* **Selected extract**:
----------------

Table of Contents
1. Introduction
2. Pipeline
3. Pipeline with Grid Search
4. Pipeline with ColumnTransformer, GridSearchCV
5. Pipeline with Feature Selection

1. Introduction
Preparing the dataset for the algorithm, designing the model, and adjusting the hyperparameters of the algorithm, which is at the discretion of the developer, to generalize the model and to reach the optimum accuracy value were mentioned in the previous articles. As we know, there are alternative solutions at the developer’s disposal for both model preprocessing, data preprocessing and adjusting the hyperparameters of the algorithm. The developer is responsible for applying the most appropriate combinations and keeping his project optimum in terms of both accuracy and generalization. This article includes implementing all these mentioned operations and more in one go with the pipeline offered by sklearn. All headers are supported with python implementation.
2. Pipeline
In its most basic form, the pipeline is to implement the specified data preprocessing operations and the model into the dataset with a single line:
IN[1]
iris=load_iris()
iris_data =iris.data
iris_target=iris.target
IN[2]
x_train,x_test,y_train,y_test = train_test_split(iris_data, iris_target,test_size=0.2, random_state=2021)
pip_iris = Pipeline([("scaler", RobustScaler()),("lr",LogisticRegression())])
pip_iris.fit(x_train,y_train)
iris_score=pip_iris.score(x_test,y_test)
print(iris_score)
OUT[2]
0.9333333333333333
Iris dataset was separated with train_test_split
as usual and RobustScaler()

----------------

* **Record set**:
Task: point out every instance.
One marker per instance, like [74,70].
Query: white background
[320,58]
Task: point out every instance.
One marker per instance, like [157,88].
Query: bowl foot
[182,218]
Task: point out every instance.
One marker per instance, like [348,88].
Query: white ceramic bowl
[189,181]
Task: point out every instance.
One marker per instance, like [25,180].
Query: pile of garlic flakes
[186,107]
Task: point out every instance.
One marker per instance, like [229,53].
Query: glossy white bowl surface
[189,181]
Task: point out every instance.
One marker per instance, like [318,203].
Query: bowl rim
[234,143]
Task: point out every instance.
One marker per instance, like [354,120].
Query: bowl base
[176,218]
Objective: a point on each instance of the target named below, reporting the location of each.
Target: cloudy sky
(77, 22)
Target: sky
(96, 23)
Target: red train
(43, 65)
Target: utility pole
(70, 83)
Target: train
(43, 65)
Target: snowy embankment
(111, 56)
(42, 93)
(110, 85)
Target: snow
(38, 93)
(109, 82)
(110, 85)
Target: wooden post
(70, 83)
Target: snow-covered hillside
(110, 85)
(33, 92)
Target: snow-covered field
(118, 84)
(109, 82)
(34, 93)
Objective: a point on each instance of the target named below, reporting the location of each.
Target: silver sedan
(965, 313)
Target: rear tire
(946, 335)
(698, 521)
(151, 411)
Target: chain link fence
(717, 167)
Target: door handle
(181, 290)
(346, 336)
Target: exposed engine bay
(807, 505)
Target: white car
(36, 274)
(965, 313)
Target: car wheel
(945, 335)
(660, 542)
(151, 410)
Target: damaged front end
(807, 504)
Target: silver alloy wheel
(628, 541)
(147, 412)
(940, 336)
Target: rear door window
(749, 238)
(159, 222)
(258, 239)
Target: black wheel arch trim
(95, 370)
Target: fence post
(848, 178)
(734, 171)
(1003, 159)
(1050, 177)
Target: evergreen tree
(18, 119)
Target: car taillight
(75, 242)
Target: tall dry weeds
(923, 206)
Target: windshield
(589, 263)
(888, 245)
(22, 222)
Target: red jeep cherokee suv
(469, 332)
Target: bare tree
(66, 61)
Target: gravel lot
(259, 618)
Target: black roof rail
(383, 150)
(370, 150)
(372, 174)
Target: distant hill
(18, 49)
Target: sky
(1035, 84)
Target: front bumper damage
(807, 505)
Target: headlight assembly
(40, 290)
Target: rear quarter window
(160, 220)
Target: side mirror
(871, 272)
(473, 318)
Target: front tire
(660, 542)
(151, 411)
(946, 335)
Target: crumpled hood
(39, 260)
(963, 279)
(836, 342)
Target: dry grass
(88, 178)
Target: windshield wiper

----------------

Copy the passage from the sklearn pipeline article above word for word. Start at the words "iris_data =iris.data" and end after "iris_score=pip_iris.score(x_test,y_test)".

* **Solution for this problem**:
iris_data =iris.data
iris_target=iris.target
IN[2]
x_train,x_test,y_train,y_test = train_test_split(iris_data, iris_target,test_size=0.2, random_state=2021)
pip_iris = Pipeline([("scaler", RobustScaler()),("lr",LogisticRegression())])
pip_iris.fit(x_train,y_train)
iris_score=pip_iris.score(x_test,y_test)